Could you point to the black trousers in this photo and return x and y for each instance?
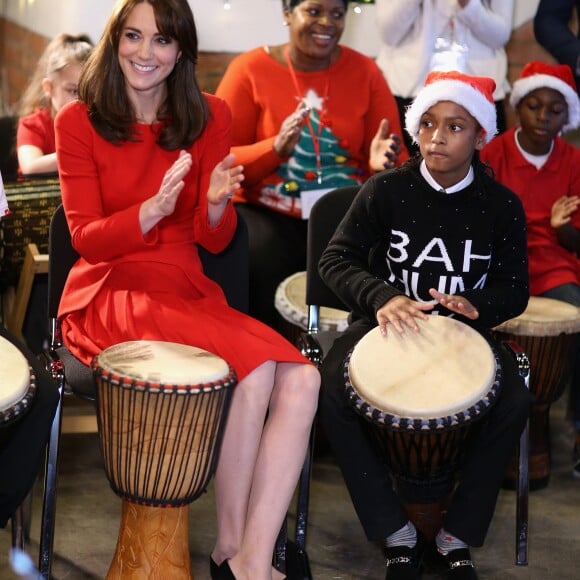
(277, 250)
(23, 442)
(366, 472)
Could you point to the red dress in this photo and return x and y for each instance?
(127, 286)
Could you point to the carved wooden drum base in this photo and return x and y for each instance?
(153, 544)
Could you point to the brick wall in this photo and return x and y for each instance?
(20, 49)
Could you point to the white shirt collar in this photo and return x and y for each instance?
(467, 180)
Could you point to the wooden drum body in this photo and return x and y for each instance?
(547, 332)
(290, 302)
(17, 385)
(161, 412)
(423, 394)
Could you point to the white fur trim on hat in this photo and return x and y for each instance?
(526, 85)
(456, 91)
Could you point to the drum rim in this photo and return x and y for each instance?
(325, 322)
(124, 382)
(116, 378)
(413, 424)
(16, 411)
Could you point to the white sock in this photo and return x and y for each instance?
(447, 542)
(406, 536)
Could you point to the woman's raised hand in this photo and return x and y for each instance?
(385, 148)
(225, 179)
(163, 202)
(289, 133)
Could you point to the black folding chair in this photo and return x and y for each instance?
(229, 268)
(325, 217)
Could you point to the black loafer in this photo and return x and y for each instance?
(404, 563)
(460, 565)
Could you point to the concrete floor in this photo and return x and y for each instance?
(88, 517)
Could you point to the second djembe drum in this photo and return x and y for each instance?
(290, 302)
(547, 331)
(161, 412)
(423, 394)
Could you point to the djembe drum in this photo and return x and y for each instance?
(423, 394)
(290, 302)
(546, 331)
(17, 384)
(161, 412)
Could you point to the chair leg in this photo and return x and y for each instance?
(49, 500)
(523, 481)
(17, 521)
(290, 558)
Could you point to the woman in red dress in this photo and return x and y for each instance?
(146, 177)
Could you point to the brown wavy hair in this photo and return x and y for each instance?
(102, 84)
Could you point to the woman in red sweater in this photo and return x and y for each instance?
(308, 116)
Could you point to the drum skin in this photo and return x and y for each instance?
(17, 383)
(442, 376)
(547, 332)
(423, 395)
(161, 412)
(290, 302)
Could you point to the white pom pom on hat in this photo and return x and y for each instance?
(559, 77)
(474, 94)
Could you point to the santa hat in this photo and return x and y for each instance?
(559, 77)
(474, 94)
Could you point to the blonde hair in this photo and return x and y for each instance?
(62, 51)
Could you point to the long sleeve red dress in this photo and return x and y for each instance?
(130, 286)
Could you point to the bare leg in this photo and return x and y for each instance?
(254, 485)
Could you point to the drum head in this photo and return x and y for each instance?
(14, 375)
(544, 317)
(444, 369)
(161, 363)
(290, 301)
(17, 386)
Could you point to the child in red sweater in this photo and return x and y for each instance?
(544, 171)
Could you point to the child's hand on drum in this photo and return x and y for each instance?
(457, 304)
(402, 310)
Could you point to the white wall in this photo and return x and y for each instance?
(247, 24)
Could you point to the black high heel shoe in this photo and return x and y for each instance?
(221, 572)
(225, 571)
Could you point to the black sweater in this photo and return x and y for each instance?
(401, 236)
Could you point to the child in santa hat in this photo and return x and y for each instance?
(435, 236)
(544, 171)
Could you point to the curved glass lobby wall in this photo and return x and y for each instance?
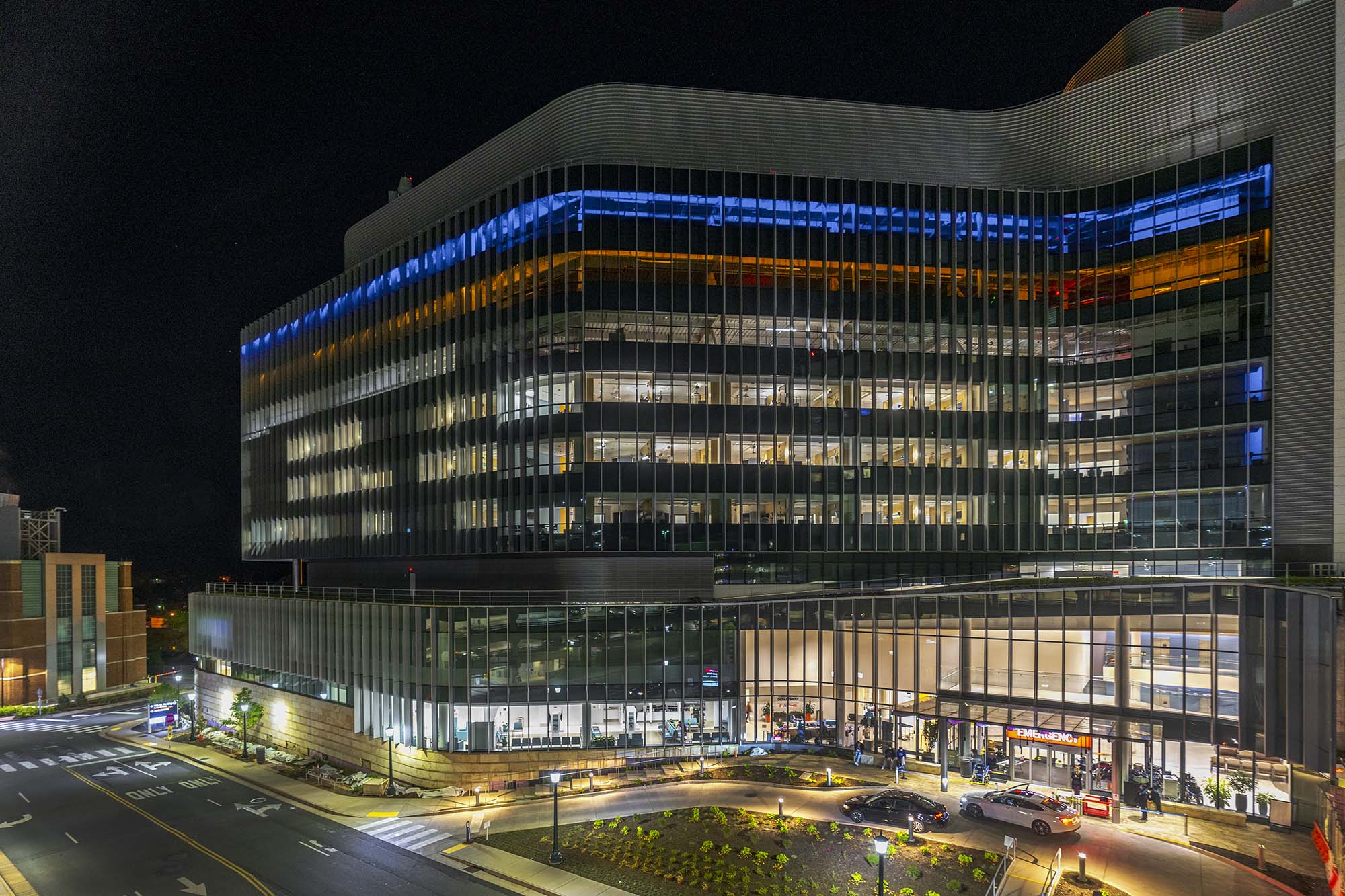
(613, 358)
(1198, 680)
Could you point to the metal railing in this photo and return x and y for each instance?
(1001, 877)
(422, 596)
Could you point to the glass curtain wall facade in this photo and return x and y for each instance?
(1180, 684)
(808, 378)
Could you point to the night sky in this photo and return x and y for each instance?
(169, 175)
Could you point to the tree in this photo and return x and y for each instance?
(236, 712)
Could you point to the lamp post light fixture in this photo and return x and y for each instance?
(245, 708)
(556, 818)
(880, 846)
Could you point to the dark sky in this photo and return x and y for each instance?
(169, 174)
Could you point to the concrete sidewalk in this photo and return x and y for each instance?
(1130, 858)
(524, 874)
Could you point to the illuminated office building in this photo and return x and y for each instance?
(676, 338)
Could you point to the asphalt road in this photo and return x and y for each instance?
(81, 814)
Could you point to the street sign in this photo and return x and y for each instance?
(162, 716)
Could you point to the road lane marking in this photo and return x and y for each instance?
(190, 841)
(17, 883)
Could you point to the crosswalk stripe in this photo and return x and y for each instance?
(424, 840)
(389, 827)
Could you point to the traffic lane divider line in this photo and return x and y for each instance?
(190, 841)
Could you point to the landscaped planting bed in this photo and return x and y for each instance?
(742, 853)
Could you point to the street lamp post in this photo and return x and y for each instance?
(244, 709)
(556, 818)
(880, 846)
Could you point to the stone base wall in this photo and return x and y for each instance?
(321, 728)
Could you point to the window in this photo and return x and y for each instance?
(89, 591)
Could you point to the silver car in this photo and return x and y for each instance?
(1042, 813)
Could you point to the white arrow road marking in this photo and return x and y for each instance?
(256, 810)
(318, 848)
(112, 771)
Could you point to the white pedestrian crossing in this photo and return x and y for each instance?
(408, 834)
(49, 727)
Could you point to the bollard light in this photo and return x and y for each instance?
(880, 846)
(556, 818)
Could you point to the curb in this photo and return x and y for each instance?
(1223, 858)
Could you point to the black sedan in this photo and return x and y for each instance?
(896, 807)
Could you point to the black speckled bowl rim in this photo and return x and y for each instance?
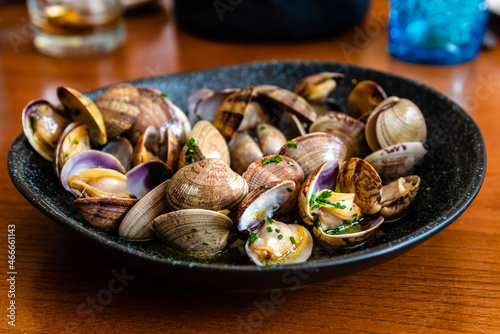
(469, 175)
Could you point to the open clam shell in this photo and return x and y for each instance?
(203, 103)
(318, 86)
(104, 212)
(121, 149)
(311, 150)
(397, 160)
(230, 113)
(395, 121)
(323, 177)
(244, 150)
(276, 243)
(348, 129)
(207, 184)
(119, 106)
(135, 226)
(195, 231)
(43, 124)
(87, 160)
(144, 177)
(364, 98)
(72, 141)
(270, 138)
(397, 197)
(346, 240)
(359, 177)
(276, 101)
(210, 142)
(263, 203)
(82, 109)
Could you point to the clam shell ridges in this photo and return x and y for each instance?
(207, 184)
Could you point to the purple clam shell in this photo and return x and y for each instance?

▶ REQUIRED WORK
Rewrite every entry above, replacing "in this photo" with "in this image" throughout and leaving all other text unchanged. Leave the pictures out of your answer.

▶ WRITTEN RESPONSE
Could you point to the black trousers in this image and return x and y for each instance?
(277, 250)
(23, 442)
(366, 472)
Could you point to the red dress in this image and return x and y for each instance?
(127, 286)
Could you point to the carved wooden drum base in this image and return x and y for each instance?
(153, 544)
Could you point to the brick wall in this image and return x and y for each instance?
(20, 49)
Could you point to the white shirt collar in this image and return x and y for each instance?
(467, 180)
Could you point to the wooden drum body in this image and return x and y for each instance?
(547, 332)
(290, 302)
(17, 385)
(161, 412)
(423, 394)
Could you point to the white fur trim on hat in this image and return x and y for each instance?
(526, 85)
(456, 91)
Could you point to the drum rim in this image and return x and y for each instance?
(325, 322)
(124, 382)
(116, 378)
(413, 424)
(16, 411)
Could you point to the white sock in this image and return x and y for each instance?
(447, 542)
(406, 536)
Could you point to the woman's raised hand in this image and return x and y for each instance?
(385, 148)
(225, 179)
(163, 202)
(289, 133)
Could you point to the black folding chair in this image and return x and y for each instance?
(229, 268)
(325, 217)
Could you point to the black loafer in this image and return x and y for each instance?
(404, 563)
(460, 565)
Could you point to the concrete floor in this image and return x and y for each instance?
(88, 517)
Could you point to the second djembe drum in this image and return x and y for each instance?
(290, 302)
(547, 331)
(161, 412)
(423, 394)
Could you point to the djembe drum in this image and return x and y for each instance?
(423, 394)
(290, 302)
(546, 331)
(17, 384)
(161, 412)
Could you point to the chair leg in this image and return x and y for each instance?
(49, 500)
(523, 481)
(17, 521)
(290, 558)
Could you point to the woman in red dress in this image and return x and y for each instance?
(146, 177)
Could you point to the brown wavy hair in this image and return x and y for each instance?
(102, 84)
Could you point to the woman in red sweater in this image and return x and y for each instance?
(308, 116)
Could you point to the drum skin in this image and return x and y for each instance?
(17, 383)
(442, 376)
(547, 332)
(423, 395)
(161, 412)
(290, 302)
Could you point to the white pom pom on hat in this image and return x and y for each instance?
(559, 77)
(474, 94)
Could you point to the santa hat in this image and return x and y for each instance?
(559, 77)
(474, 94)
Could you point to the blonde hair in this image and return x and y for each instance?
(62, 51)
Could you point to the long sleeve red dress in this image and return x and y for each instance?
(130, 286)
Could you point to the bare leg in this image and return x and y for each instance?
(254, 485)
Could you point to the drum head in this image and return x and y for each instance?
(14, 375)
(544, 317)
(444, 369)
(161, 363)
(290, 301)
(17, 386)
Could you point to the child in red sweater in this image and return x and y for each instance?
(544, 171)
Could you point to the child's hand on drum in this image and return x and y for each instance?
(457, 304)
(402, 310)
Could you point to the white wall in this image and return x and y for each instance?
(247, 24)
Could you point to the black high heel shoe in this image and return x and y for each instance?
(221, 572)
(225, 571)
Could you point to the black sweater in this image and return x and y for each instance?
(401, 236)
Could you point to the child in santa hat in this image and return x and y for each instance?
(435, 236)
(544, 171)
Could you point to the curved glass lobby wall in this image and return x and y for each instance?
(613, 358)
(1198, 680)
Could you point to the metal railing in this image and return x and y for each instance?
(1001, 877)
(422, 596)
Could you point to the glass curtain wall facade in this image and return x and y for each instance?
(1180, 684)
(808, 378)
Could you point to the night sky in this image and return x and y for each instance?
(169, 175)
Could you point to the tree in this image and return x and y for each instance?
(236, 712)
Could you point to the lamp post light fixture in this image and return x and y for each instance?
(245, 708)
(556, 818)
(880, 846)
Could you point to the dark sky in this image and return x and y for each instance?
(169, 174)
Could you point to the concrete sidewalk in this image and return x and y for each instance?
(1130, 858)
(524, 874)
Could you point to the illuminated office building in this image and return x and y for each instance?
(676, 338)
Could you point to the asphalt road in this image and return x and y for each instance?
(81, 814)
Could you point to the street sign in this image and return x and y for each instance?
(162, 716)
Could you point to the road lane marking in this image and return x and y for each instance?
(190, 841)
(17, 883)
Could you point to the crosswalk stripe in this image and return x and y for each instance?
(424, 840)
(389, 827)
Could you point to the traffic lane divider line in this image and return x and y for each instance?
(190, 841)
Could you point to the landscaped planting bed in this image and return x and y for each instance?
(742, 853)
Could you point to the street lamp post in this image and return x and y for each instance?
(244, 709)
(556, 818)
(880, 846)
Could you point to the stone base wall in this image and return x and y for each instance?
(321, 728)
Could you point to the window in this image and return x and y for each instance?
(89, 591)
Could you point to the silver car in this image and return x and y for each instance?
(1042, 813)
Could you point to the white arrow road marking in this image and return x and y for each instance?
(256, 810)
(318, 848)
(112, 771)
Could you point to the white pedestrian crossing in this image and return x and y for each instance?
(408, 834)
(49, 727)
Could you point to the bollard light in this image and return x and y for each instance?
(880, 846)
(556, 818)
Could you point to the curb in this image and return x and y for each instance?
(1223, 858)
Could you point to the black sedan in this image and return x and y for each instance?
(896, 807)
Could you point to the black speckled bowl rim in this image and return x and y for each instance?
(469, 175)
Could you point to the open clam shell in this image and return x and y for each instance?
(203, 103)
(318, 86)
(104, 212)
(121, 149)
(311, 150)
(397, 160)
(230, 113)
(395, 121)
(323, 177)
(244, 150)
(276, 243)
(348, 129)
(207, 184)
(119, 106)
(135, 226)
(195, 231)
(43, 124)
(87, 160)
(144, 177)
(364, 98)
(72, 141)
(270, 138)
(397, 197)
(346, 240)
(359, 177)
(276, 101)
(210, 142)
(263, 203)
(82, 109)
Could you point to the clam shell ridges in this image and return x and y for each instance?
(207, 184)
Could you point to the purple clam shell in this image and return x and y for each instance?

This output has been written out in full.